══ INPUT RECORDS

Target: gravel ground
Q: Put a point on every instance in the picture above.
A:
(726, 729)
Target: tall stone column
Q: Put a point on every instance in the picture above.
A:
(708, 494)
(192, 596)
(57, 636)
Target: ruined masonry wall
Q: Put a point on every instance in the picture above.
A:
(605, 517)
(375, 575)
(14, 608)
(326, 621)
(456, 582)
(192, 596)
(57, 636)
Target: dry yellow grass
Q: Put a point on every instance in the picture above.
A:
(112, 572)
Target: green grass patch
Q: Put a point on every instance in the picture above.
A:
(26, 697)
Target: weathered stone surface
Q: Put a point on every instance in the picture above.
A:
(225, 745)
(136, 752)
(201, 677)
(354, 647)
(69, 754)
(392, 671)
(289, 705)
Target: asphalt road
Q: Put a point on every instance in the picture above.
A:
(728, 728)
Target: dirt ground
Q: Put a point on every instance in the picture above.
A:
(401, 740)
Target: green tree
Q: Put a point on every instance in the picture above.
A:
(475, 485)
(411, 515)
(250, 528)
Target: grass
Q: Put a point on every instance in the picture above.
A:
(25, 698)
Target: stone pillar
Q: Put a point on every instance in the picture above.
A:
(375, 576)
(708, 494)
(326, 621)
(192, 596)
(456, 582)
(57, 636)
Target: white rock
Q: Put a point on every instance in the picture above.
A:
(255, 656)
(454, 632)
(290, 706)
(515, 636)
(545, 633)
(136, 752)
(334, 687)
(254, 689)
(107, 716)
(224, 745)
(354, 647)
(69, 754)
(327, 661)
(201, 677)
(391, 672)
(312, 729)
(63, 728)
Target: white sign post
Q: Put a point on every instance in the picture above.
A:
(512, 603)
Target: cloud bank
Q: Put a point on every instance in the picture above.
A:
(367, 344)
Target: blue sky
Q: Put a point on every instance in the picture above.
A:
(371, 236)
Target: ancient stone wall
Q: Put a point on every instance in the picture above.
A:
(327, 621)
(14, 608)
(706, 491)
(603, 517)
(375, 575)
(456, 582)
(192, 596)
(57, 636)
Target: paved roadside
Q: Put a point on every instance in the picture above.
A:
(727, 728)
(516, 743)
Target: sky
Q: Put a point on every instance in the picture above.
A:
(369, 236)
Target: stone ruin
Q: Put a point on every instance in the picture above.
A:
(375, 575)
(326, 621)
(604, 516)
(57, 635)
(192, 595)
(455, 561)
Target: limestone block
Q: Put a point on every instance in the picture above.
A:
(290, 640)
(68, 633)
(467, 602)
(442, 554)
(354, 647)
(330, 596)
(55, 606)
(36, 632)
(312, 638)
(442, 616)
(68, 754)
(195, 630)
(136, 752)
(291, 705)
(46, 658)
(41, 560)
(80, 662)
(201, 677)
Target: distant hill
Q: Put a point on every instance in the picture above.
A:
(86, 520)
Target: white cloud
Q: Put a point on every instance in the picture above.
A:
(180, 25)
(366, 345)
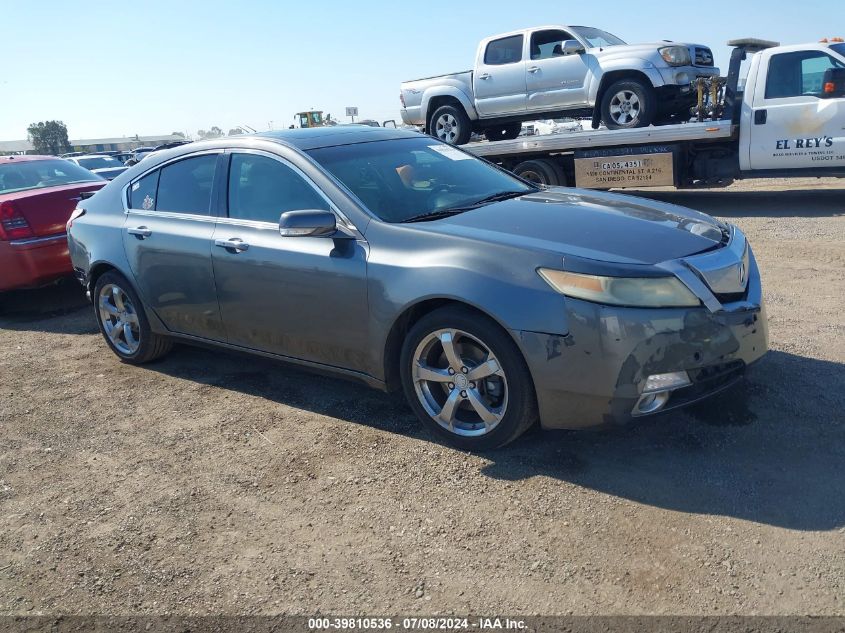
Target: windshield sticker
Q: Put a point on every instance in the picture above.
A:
(452, 153)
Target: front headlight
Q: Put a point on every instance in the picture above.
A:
(643, 292)
(675, 55)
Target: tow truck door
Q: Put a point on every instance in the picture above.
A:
(788, 125)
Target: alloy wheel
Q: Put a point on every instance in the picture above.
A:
(447, 128)
(459, 382)
(119, 319)
(625, 107)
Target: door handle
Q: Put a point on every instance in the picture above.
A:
(235, 244)
(142, 232)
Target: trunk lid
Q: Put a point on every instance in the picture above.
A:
(47, 210)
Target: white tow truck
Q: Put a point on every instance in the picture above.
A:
(787, 120)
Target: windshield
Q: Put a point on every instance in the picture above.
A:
(402, 179)
(596, 38)
(36, 174)
(99, 162)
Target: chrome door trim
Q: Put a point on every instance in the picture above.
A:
(57, 237)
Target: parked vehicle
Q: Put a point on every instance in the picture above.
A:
(407, 263)
(103, 165)
(37, 196)
(789, 121)
(555, 71)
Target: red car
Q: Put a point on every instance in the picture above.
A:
(37, 196)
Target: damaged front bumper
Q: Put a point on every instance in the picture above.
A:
(597, 373)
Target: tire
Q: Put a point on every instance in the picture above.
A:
(450, 124)
(116, 303)
(542, 172)
(503, 132)
(628, 103)
(503, 388)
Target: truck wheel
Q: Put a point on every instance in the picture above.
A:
(450, 124)
(628, 103)
(541, 171)
(503, 132)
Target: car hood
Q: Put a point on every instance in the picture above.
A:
(592, 225)
(638, 50)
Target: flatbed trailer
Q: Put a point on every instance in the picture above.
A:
(762, 131)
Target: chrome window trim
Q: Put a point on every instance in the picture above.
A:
(152, 212)
(56, 237)
(343, 220)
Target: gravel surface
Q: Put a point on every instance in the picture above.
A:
(216, 483)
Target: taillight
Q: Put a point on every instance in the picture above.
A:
(13, 226)
(77, 213)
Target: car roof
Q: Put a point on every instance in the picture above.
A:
(313, 138)
(26, 159)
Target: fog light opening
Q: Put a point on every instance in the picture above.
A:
(651, 403)
(657, 389)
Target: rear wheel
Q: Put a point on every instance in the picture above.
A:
(466, 379)
(450, 124)
(503, 132)
(123, 322)
(628, 103)
(541, 171)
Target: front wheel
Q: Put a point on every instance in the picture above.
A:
(466, 379)
(628, 103)
(123, 322)
(450, 124)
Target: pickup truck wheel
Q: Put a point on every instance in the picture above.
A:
(628, 103)
(503, 132)
(542, 172)
(451, 125)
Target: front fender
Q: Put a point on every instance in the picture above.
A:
(448, 91)
(630, 65)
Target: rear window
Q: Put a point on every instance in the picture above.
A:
(37, 174)
(99, 162)
(507, 50)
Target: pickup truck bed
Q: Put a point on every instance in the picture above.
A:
(586, 139)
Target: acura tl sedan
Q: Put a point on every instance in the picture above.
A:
(409, 264)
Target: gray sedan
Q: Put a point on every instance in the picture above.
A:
(393, 258)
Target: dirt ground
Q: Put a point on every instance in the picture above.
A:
(216, 483)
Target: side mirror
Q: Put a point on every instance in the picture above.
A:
(572, 47)
(307, 223)
(833, 83)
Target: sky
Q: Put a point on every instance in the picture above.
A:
(115, 68)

════

- WHAT YOU ARE ASKED TO DO -
Each entry above has to be set down again verbatim, except for its pictures.

- ANSWER FOR THE TASK -
Target: gravel ground
Q: Put a point on every instance in the picture above.
A:
(726, 729)
Target: tall stone column
Q: Put a point on every instance in the picture above.
A:
(708, 494)
(192, 596)
(57, 636)
Target: ruined masonry wall
Q: Put a point on every instance in the picture above.
A:
(605, 517)
(375, 575)
(14, 608)
(326, 621)
(456, 582)
(192, 596)
(57, 636)
Target: dry yellow grass
Q: Put a point on every instance in the picture above.
A:
(112, 572)
Target: green grass patch
Q: Put a point on every instance in the picture above.
A:
(26, 697)
Target: weathered stone surface
Q: Put a point on every instance in the picture above.
A:
(225, 745)
(136, 752)
(201, 677)
(354, 647)
(69, 754)
(392, 671)
(289, 705)
Target: asphalt road
Q: Put a point on every instance in the picture above.
A:
(728, 728)
Target: dirt ground
Q: Put a point on every instance in the picture above.
A:
(401, 740)
Target: green tree
Q: Put a point on every instance in the picture above.
A:
(475, 485)
(411, 515)
(250, 528)
Target: grass
Q: Put a point on every instance in the picture above.
A:
(25, 698)
Target: stone pillar
Q: Put a point on every instance in the picture above.
A:
(375, 576)
(708, 494)
(326, 621)
(192, 596)
(456, 582)
(57, 636)
Target: white rock
Q: Put a point on every instance in the picture above.
A:
(255, 656)
(454, 632)
(290, 706)
(515, 636)
(545, 633)
(136, 752)
(334, 687)
(254, 689)
(107, 716)
(224, 745)
(354, 647)
(69, 754)
(327, 661)
(201, 677)
(391, 672)
(312, 729)
(63, 728)
Target: white sign post
Q: Put a point on every instance in the picture above.
A:
(512, 603)
Target: cloud bank
Q: Put a point on every instance in the picture above.
A:
(367, 344)
Target: blue sky
Q: Put a point on every instance in the picture above.
A:
(371, 236)
Target: ancient stone wall
Q: Put a point on every instance in the picture above.
A:
(327, 621)
(14, 608)
(706, 491)
(603, 517)
(375, 575)
(456, 582)
(192, 596)
(57, 636)
Target: paved roadside
Q: Put a point on every instance in the picture above.
A:
(727, 728)
(516, 743)
Target: sky
Q: Put a point on every instance in the picture above.
A:
(369, 236)
Target: stone ruin
Q: Put a point on every instance in the picture above.
A:
(375, 575)
(326, 621)
(604, 516)
(57, 635)
(192, 595)
(455, 561)
Target: limestone block
Q: Put a point on every instance in the picture above.
A:
(290, 640)
(68, 633)
(467, 602)
(442, 554)
(354, 647)
(330, 596)
(55, 606)
(36, 632)
(312, 638)
(442, 616)
(68, 754)
(195, 630)
(136, 752)
(291, 705)
(46, 658)
(41, 560)
(80, 662)
(201, 677)
Target: distant hill
Q: Put a point on every instance in the picture above.
A:
(86, 520)
Target: white cloud
Q: Put a point on every instance in the picture above.
A:
(180, 25)
(366, 345)
Target: windshield sticker
Q: Put a point on every instance in the picture above.
A:
(452, 153)
Target: front headlight
Q: Put a point on every instance in the picture above.
A:
(643, 292)
(675, 55)
Target: tow truck door
Q: Put a point on every instance in the picture above.
A:
(788, 125)
Target: alloy wheel
Q: Put a point on every instance in the picture above.
A:
(447, 128)
(459, 382)
(119, 319)
(625, 107)
Target: door handle
Q: Put a point on every instance in the picture above.
A:
(235, 244)
(142, 232)
Target: trunk lid
Q: Put a point on every instance in the picture above.
A:
(47, 210)
Target: white tow truck
Q: Put a point on every instance in the picture above.
A:
(787, 120)
Target: windshield
Q: Put a point on every instance in the picture above.
A:
(402, 179)
(596, 38)
(36, 174)
(99, 162)
Target: chrome door trim
Q: Put a point on every instance in the picture above.
A:
(57, 237)
Target: parked vehicle
Q: Put a point on every instance in the picture above.
A:
(407, 263)
(103, 165)
(37, 196)
(789, 121)
(555, 71)
Target: red car
Q: Put a point on every instance in the picture above.
A:
(37, 196)
Target: damaged front bumper
Q: Put a point on every instance in the picture above.
A:
(597, 373)
Target: tire
Q: Put a point on every instance in the picture above.
A:
(450, 124)
(116, 303)
(542, 172)
(503, 132)
(628, 103)
(503, 388)
Target: truck wheel
Q: Put a point on every instance in the picture above.
A:
(450, 124)
(628, 103)
(541, 171)
(503, 132)
Target: car hood
Q: Put a point on every instance in the picture above.
A:
(592, 225)
(638, 50)
Target: flatbed trailer
Q: Put a point on every instance in the picture above.
A:
(762, 131)
Target: chrome window trim
Q: Put a point on every instance in the picture above.
A:
(152, 212)
(56, 237)
(343, 220)
Target: gravel surface
Q: Put a point on every instance in the picture above.
A:
(216, 483)
Target: taillight
Q: Put a point on every instance in the picture above.
A:
(13, 226)
(77, 213)
Target: car roof
Q: Put a point on every instance in the picture above.
A:
(313, 138)
(26, 159)
Target: fog light opening
Q: Put a point on every instance in the picture above.
A:
(651, 403)
(657, 389)
Target: rear wheel
Q: Put a point on every instance in the picture above.
A:
(466, 379)
(450, 124)
(503, 132)
(123, 322)
(628, 103)
(541, 171)
Target: front wheel
Q: Put a point on every instance in the picture above.
A:
(466, 379)
(628, 103)
(123, 322)
(450, 124)
Target: pickup truck wheel
Q: Put a point on every instance in the picture above.
A:
(628, 103)
(503, 132)
(542, 172)
(451, 125)
Target: front fender
Q: Put a point on every instance in the picture above.
A:
(448, 91)
(630, 65)
Target: rear window
Q: Put a point on every instance in the picture above.
A:
(37, 174)
(99, 162)
(507, 50)
Target: pickup truck bed
Q: Put a point on every instance in the picture above.
A:
(586, 139)
Target: acura tl sedan
Q: Put a point on every instance in the picture above.
A:
(409, 264)
Target: gray sedan
Q: Put a point on every instance in the picture above.
A:
(393, 258)
Target: dirt ground
Q: Put a point on every instance in the picture above.
A:
(216, 483)
Target: side mirror
Q: Put a point on every instance in the picture above.
A:
(572, 47)
(307, 223)
(833, 83)
Target: sky
Q: Put a point on every instance in the picture above.
A:
(115, 68)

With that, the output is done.